Rewrite each line of the listing below as a numbered list, skipping any blank lines. Leave the pictures out of your answer.

DATA SHOWN ->

┌──

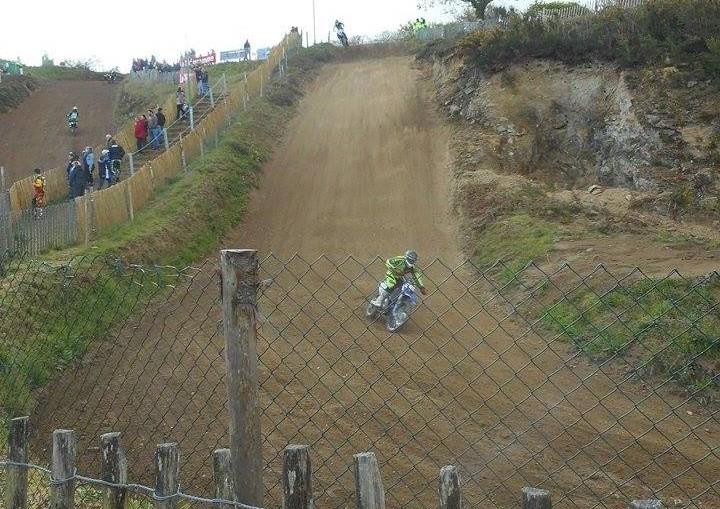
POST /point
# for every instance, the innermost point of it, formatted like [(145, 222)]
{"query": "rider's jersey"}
[(397, 268)]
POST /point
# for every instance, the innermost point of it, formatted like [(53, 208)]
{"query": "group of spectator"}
[(150, 126), (142, 64), (86, 171)]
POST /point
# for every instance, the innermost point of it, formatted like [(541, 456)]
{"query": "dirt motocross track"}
[(364, 171), (35, 134)]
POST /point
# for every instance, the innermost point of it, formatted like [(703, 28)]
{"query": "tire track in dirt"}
[(364, 172), (35, 134)]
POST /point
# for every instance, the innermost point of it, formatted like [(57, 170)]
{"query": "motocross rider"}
[(397, 268), (73, 116)]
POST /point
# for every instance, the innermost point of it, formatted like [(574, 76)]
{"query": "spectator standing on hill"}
[(116, 153), (76, 179), (140, 132), (152, 130), (38, 201), (89, 161), (180, 102)]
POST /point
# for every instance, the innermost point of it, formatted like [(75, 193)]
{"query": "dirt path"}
[(363, 172), (35, 134)]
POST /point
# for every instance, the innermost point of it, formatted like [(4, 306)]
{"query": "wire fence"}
[(597, 386)]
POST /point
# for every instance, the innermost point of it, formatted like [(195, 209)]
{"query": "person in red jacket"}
[(140, 132)]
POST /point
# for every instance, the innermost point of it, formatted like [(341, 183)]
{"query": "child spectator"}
[(38, 202), (180, 102), (105, 173)]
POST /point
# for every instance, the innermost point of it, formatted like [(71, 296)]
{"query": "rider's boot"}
[(382, 295)]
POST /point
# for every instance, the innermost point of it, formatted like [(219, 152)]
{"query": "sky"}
[(113, 33)]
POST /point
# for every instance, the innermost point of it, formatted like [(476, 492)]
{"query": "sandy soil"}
[(35, 134), (364, 172)]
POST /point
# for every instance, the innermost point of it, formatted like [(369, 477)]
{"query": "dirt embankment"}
[(35, 133), (556, 130)]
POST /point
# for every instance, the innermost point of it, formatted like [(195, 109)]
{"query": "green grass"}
[(658, 30), (516, 240), (57, 73), (54, 310), (136, 97), (234, 71), (666, 326)]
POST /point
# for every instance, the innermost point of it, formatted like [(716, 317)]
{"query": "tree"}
[(478, 6)]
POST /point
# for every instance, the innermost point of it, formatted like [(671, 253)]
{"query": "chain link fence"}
[(598, 386)]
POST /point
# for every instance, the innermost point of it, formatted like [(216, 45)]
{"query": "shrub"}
[(635, 36)]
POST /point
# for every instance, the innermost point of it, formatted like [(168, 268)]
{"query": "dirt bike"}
[(342, 37), (397, 308)]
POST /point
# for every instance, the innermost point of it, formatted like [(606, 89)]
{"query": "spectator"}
[(76, 179), (89, 163), (152, 130), (161, 125), (105, 173), (116, 153), (180, 101), (140, 132)]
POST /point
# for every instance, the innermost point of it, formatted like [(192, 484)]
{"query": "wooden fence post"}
[(128, 197), (369, 490), (449, 491), (536, 499), (16, 494), (646, 504), (62, 491), (297, 478), (167, 476), (239, 273), (114, 470), (222, 474)]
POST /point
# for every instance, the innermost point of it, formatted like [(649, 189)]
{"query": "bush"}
[(676, 29)]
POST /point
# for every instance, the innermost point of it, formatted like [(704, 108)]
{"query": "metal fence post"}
[(167, 476), (114, 470), (62, 491), (16, 494), (369, 489), (239, 280), (449, 490), (297, 478), (536, 499), (222, 475)]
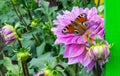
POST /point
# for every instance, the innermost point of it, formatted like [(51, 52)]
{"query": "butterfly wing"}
[(79, 28), (81, 18)]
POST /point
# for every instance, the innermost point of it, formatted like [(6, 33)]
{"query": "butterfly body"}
[(77, 27)]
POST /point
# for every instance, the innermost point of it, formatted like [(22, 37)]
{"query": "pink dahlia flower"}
[(9, 33), (39, 73), (75, 49)]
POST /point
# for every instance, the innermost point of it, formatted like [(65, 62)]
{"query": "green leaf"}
[(40, 49)]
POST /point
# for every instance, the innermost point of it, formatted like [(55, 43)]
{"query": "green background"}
[(112, 27)]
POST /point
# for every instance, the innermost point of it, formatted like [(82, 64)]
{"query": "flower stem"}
[(18, 13), (25, 69), (85, 3), (24, 63), (98, 3), (58, 65), (76, 68), (97, 70)]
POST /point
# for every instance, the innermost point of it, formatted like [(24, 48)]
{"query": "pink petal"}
[(90, 66), (73, 50)]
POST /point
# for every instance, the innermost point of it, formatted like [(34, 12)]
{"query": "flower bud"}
[(101, 8), (45, 72), (23, 56), (9, 33), (33, 24)]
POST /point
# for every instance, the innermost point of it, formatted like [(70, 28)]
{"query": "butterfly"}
[(2, 41), (78, 26)]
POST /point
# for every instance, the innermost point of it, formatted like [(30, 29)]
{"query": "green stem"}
[(24, 63), (98, 3), (76, 68), (17, 12), (85, 3), (25, 69), (58, 65), (97, 70), (36, 39)]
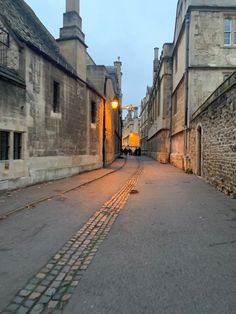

└──

SOLUTION ->
1. POST /point
2. # for every instance, the innermost point of it, formatted like [(145, 222)]
3. {"query": "rider's jersey"}
4. [(397, 268)]
5. POST /point
6. # for every instance, the innermost point of it, formatted like [(53, 208)]
7. {"query": "group of spectator"}
8. [(150, 126), (142, 64), (86, 171)]
9. POST /point
10. # for every instance, the innermost point of it, formatted like [(541, 456)]
11. {"query": "dirt motocross track"}
12. [(364, 171), (35, 134)]
13. POST /point
14. # for every instance, the innermost point of it, formatted like [(703, 28)]
15. {"query": "tire track in dirt"}
16. [(364, 172), (35, 134)]
17. POST /point
18. # for every instance, the innermost point of it, formatted like [(57, 170)]
19. {"query": "motocross rider"}
20. [(397, 268), (73, 116)]
21. POST /point
22. # for every instance, the innermost point of it, formatted like [(574, 76)]
23. {"query": "spectator standing on hill"}
24. [(116, 153), (76, 179), (140, 132), (152, 130), (38, 201), (89, 161), (180, 102)]
25. POST /point
26. # for every instance, the innermost point of it, formatted like [(75, 193)]
27. {"query": "dirt path"}
28. [(363, 172), (35, 134)]
29. POST /point
30. # for every instance, the innermost point of it, formatted like [(4, 306)]
31. {"query": "wire fence"}
32. [(597, 386)]
33. POST /point
34. # for every instance, the innermost point of it, formatted like [(195, 209)]
35. {"query": "person in red jacket"}
36. [(140, 132)]
37. POST /point
38. # for every instance, the innermost point of it, formatted like [(341, 183)]
39. {"query": "child spectator"}
40. [(38, 202), (180, 102), (105, 173)]
41. POST /point
42. # for every instance, the innermost point of it, formatted like [(71, 296)]
43. {"query": "rider's boot"}
44. [(382, 295)]
45. POST /point
46. # for every instance, the innermost point of it, formatted like [(219, 152)]
47. {"query": "sky"}
48. [(113, 33)]
49. POST /point
50. # for every instance, the innermost point of it, formatted like [(476, 492)]
51. {"query": "sandy soil"}
52. [(35, 134), (364, 172)]
53. POST /point
54. # for every instance, the innermost point of it, formatted like [(369, 477)]
55. {"query": "dirt embankment"}
56. [(35, 133), (556, 130)]
57. POST /point
58. # for every instance, the innermost point of it, formatted like [(195, 109)]
59. {"query": "green grass"}
60. [(658, 30), (516, 240), (57, 73), (54, 310), (136, 97), (234, 71), (666, 326)]
61. POST /point
62. # for every instance, the innermost point of it, formatted like [(716, 317)]
63. {"query": "tree"}
64. [(478, 6)]
65. POST /point
66. # for every instance, the innermost point of it, formatted like [(671, 253)]
67. {"query": "chain link fence"}
68. [(598, 386)]
69. POST /point
70. # for every instance, the innermost point of it, formatted like [(216, 45)]
71. {"query": "shrub"}
72. [(635, 36)]
73. POST /point
74. # for every instance, the innermost point of it, formatted like [(168, 268)]
75. {"query": "dirt bike"}
76. [(342, 37), (397, 308)]
77. POST /point
78. # for every instance, the innermost point of it, formatted like [(606, 89)]
79. {"query": "spectator"}
80. [(76, 179), (89, 163), (152, 130), (161, 125), (105, 173), (116, 153), (180, 101), (140, 132)]
81. POST /point
82. # for every instance, the innermost point of it, formatted like [(192, 484)]
83. {"query": "wooden fence post"}
84. [(128, 197), (369, 490), (449, 491), (536, 499), (16, 494), (646, 504), (62, 491), (297, 478), (167, 476), (239, 273), (114, 470), (222, 474)]
85. POST /point
86. # for every instance, the innermost point of it, formatted like [(649, 189)]
87. {"query": "bush"}
88. [(676, 29)]
89. POST /point
90. # for every instance, the innermost point of it, formatted like [(704, 108)]
91. {"query": "metal fence post"}
92. [(167, 476), (114, 470), (62, 491), (16, 494), (369, 489), (239, 280), (449, 490), (297, 478), (536, 499), (222, 475)]
93. POST /point
94. # for every instance, the innermost point of it, formatted like [(51, 52)]
95. {"query": "butterfly wing"}
96. [(79, 28), (81, 18)]
97. POST /point
98. # for every instance, the innermost point of it, formatted like [(6, 33)]
99. {"query": "butterfly body"}
100. [(77, 27)]
101. POST /point
102. # for every instance, the innermost point of it, formatted like [(22, 37)]
103. {"query": "pink dahlia flower"}
104. [(9, 33), (39, 73), (75, 49)]
105. POST /point
106. # for every instance, the innermost point of it, formatted like [(65, 62)]
107. {"query": "green leaf"}
108. [(40, 49)]
109. POST /point
110. # for every instance, the innermost point of it, formatted like [(55, 43)]
111. {"query": "green background"}
112. [(112, 27)]
113. POST /point
114. # for every instance, the innermost point of it, formatted like [(82, 64)]
115. {"query": "flower stem"}
116. [(18, 13), (25, 69), (85, 3), (24, 63), (98, 3), (58, 65), (76, 68), (97, 70)]
117. POST /point
118. # for every instance, the innermost point of it, formatted like [(24, 48)]
119. {"query": "pink petal"}
120. [(90, 66), (73, 50)]
121. POST /point
122. # for every instance, the innermost point of it, formatted like [(34, 12)]
123. {"query": "flower bud"}
124. [(101, 8), (45, 72), (23, 56), (9, 33), (33, 24)]
125. POST /point
126. # for every instance, the innermost point of it, formatted like [(70, 28)]
127. {"query": "butterfly"}
128. [(2, 41), (78, 26)]
129. POST /point
130. # for every instance, the innermost point of it, formatted like [(30, 29)]
131. {"query": "green stem"}
132. [(24, 63), (98, 3), (76, 68), (17, 12), (85, 3), (25, 69), (58, 65), (97, 70), (36, 39)]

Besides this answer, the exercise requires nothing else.